In the records below, find every line that contains "task" and list it.

[[ Provided records open ]]

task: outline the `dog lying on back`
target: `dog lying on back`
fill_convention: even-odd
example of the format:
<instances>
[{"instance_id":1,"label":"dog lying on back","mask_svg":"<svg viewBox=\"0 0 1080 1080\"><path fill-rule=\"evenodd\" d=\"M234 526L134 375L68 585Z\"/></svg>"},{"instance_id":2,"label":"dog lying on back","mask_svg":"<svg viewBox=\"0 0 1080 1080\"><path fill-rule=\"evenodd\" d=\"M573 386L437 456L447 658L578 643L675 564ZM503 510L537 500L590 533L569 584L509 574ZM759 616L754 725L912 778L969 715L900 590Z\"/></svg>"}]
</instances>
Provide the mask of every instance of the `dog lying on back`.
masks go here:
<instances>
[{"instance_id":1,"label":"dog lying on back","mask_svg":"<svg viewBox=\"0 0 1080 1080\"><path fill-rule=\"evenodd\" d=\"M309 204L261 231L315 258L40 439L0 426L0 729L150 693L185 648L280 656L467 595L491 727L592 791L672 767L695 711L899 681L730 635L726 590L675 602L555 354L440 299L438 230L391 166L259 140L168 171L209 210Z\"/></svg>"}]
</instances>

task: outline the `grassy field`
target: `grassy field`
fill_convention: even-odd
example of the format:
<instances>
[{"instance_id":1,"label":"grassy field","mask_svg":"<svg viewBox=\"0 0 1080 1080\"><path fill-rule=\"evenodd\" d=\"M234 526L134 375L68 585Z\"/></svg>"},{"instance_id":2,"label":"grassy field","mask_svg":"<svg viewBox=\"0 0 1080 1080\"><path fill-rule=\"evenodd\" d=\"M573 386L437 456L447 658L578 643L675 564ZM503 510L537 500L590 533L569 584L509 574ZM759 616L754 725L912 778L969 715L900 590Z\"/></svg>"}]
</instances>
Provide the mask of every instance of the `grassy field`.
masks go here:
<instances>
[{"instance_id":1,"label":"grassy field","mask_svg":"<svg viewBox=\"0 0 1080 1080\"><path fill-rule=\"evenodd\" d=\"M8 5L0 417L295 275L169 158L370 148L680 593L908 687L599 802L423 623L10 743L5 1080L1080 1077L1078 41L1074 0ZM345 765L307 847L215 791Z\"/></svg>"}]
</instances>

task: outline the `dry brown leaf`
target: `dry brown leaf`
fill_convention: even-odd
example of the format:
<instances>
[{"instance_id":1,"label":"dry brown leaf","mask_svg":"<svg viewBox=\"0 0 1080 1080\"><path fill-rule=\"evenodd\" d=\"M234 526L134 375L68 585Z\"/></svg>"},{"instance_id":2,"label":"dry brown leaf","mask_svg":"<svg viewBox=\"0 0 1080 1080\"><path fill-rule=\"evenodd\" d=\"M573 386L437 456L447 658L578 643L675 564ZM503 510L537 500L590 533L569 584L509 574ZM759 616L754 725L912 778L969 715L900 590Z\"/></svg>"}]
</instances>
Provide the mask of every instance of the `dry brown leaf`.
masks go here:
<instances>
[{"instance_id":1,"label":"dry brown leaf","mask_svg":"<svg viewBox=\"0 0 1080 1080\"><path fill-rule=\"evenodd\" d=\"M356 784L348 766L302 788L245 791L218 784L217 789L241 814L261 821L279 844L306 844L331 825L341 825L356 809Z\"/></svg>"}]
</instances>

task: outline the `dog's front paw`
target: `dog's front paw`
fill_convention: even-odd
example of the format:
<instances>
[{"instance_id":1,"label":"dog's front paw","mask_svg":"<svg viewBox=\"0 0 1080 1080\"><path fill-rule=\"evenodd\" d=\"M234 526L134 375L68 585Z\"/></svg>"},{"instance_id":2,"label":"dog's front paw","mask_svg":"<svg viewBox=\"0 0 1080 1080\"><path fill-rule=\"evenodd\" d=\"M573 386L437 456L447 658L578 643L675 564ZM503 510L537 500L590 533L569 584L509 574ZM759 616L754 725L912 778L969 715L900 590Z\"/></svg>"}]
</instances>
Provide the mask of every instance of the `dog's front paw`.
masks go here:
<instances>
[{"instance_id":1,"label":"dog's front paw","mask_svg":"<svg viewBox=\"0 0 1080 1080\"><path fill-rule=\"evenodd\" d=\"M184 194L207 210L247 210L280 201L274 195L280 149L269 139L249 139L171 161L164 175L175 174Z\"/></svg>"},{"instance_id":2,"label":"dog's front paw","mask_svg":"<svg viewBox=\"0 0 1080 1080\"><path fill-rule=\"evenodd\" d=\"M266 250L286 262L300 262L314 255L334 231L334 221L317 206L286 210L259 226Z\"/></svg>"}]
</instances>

[[ Provided records closed ]]

Written response:
task: outline the `dog lying on back`
task: outline the `grassy field`
task: outline the `dry brown leaf`
task: outline the `dog's front paw`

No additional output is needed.